Excerpts from point annotation data
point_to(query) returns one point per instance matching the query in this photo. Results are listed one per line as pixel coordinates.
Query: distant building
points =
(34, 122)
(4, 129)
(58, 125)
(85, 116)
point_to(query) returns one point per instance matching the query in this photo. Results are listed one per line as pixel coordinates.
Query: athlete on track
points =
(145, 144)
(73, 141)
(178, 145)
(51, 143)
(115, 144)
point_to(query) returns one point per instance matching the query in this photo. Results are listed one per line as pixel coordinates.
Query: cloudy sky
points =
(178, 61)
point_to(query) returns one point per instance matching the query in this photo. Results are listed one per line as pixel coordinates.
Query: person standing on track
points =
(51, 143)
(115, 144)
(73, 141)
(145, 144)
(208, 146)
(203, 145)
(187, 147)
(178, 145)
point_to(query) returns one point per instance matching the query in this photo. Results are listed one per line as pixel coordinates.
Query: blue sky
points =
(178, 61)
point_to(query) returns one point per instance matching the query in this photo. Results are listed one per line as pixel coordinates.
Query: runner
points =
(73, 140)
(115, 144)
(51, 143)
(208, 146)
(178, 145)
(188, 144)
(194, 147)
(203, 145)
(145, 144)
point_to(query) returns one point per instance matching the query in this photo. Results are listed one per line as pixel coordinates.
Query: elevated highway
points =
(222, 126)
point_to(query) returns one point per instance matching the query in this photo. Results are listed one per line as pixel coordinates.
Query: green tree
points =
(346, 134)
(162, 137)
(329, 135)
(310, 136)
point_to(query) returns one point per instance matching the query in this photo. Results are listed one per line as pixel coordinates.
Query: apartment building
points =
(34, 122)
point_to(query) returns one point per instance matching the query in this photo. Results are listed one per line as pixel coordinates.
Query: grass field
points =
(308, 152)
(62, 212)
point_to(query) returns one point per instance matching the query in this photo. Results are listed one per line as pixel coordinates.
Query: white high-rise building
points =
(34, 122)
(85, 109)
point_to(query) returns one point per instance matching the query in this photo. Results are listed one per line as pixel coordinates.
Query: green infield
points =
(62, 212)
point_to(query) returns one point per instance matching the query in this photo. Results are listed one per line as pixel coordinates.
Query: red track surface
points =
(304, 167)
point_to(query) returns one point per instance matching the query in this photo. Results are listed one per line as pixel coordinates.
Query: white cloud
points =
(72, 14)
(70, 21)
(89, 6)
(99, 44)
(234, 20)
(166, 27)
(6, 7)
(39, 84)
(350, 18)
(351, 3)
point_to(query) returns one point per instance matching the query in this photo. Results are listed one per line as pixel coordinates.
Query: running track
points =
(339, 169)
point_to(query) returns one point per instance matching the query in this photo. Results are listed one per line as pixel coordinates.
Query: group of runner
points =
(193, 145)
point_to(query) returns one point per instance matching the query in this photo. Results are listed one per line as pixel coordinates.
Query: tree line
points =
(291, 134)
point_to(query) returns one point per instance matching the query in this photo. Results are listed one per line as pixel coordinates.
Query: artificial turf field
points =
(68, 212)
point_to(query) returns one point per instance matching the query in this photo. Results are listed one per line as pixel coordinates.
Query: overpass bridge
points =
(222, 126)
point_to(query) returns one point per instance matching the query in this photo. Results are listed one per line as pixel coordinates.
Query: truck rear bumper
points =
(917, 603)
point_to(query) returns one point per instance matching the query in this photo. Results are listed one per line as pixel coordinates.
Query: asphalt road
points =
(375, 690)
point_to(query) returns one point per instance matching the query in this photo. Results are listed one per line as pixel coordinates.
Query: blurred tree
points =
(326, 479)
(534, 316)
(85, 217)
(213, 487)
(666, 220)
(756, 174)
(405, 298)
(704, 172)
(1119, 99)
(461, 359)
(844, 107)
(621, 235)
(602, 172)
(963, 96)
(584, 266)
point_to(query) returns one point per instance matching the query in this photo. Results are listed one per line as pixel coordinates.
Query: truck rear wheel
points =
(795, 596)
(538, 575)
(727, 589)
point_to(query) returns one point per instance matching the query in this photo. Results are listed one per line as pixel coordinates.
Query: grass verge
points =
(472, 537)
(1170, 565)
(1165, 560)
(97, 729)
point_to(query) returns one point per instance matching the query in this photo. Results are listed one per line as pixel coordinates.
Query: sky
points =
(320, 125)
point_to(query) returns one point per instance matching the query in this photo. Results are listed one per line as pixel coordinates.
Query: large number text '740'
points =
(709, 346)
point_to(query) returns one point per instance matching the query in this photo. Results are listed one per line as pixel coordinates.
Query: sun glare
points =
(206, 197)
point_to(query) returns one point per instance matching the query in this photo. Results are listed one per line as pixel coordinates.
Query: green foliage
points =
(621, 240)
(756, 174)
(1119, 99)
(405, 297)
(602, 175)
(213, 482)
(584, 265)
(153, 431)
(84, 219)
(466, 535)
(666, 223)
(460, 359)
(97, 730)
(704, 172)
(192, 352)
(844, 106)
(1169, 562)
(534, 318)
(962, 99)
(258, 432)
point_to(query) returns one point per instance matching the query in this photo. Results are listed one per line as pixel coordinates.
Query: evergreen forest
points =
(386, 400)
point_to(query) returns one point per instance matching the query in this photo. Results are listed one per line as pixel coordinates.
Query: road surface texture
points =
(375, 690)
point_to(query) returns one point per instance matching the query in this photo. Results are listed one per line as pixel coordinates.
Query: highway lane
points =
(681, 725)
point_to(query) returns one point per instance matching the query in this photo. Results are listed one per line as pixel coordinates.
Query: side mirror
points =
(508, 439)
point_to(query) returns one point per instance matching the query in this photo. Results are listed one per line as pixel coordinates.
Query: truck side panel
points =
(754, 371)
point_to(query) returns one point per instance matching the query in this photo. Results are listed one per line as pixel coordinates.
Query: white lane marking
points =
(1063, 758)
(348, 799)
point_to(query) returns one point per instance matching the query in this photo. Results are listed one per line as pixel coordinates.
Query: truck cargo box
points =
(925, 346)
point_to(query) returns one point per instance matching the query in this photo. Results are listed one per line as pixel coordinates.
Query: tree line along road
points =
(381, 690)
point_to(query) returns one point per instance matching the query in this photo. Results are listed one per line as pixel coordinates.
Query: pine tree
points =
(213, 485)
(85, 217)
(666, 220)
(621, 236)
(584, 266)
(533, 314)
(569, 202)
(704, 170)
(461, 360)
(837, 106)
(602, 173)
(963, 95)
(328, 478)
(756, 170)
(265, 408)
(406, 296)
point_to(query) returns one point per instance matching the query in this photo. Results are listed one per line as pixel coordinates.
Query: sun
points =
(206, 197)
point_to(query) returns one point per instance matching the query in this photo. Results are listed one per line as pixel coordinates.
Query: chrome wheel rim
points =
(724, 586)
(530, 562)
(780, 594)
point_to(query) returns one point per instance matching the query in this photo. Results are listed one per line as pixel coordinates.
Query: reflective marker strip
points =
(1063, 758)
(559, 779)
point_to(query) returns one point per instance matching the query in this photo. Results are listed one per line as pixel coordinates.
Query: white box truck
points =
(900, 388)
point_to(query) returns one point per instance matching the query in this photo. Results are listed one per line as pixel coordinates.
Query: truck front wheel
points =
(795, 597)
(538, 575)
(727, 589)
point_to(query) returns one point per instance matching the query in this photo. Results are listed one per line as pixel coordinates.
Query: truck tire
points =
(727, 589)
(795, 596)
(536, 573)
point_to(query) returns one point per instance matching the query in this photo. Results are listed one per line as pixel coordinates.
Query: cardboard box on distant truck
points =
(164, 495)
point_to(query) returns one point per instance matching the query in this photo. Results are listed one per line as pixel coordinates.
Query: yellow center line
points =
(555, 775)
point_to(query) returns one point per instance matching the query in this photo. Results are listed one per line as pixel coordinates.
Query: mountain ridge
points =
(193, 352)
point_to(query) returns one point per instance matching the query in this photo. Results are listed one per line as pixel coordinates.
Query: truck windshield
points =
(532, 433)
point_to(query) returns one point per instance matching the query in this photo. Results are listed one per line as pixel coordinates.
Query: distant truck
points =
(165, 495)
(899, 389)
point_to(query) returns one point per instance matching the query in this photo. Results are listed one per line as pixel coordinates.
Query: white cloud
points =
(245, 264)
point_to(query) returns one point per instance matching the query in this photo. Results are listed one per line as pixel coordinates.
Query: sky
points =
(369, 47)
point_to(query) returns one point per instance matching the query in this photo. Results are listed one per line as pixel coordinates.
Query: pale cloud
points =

What is expected: List every line of the data that contains the string "wheel".

Solution below:
Query: truck rear wheel
Query: chrome wheel rim
Query: truck front wheel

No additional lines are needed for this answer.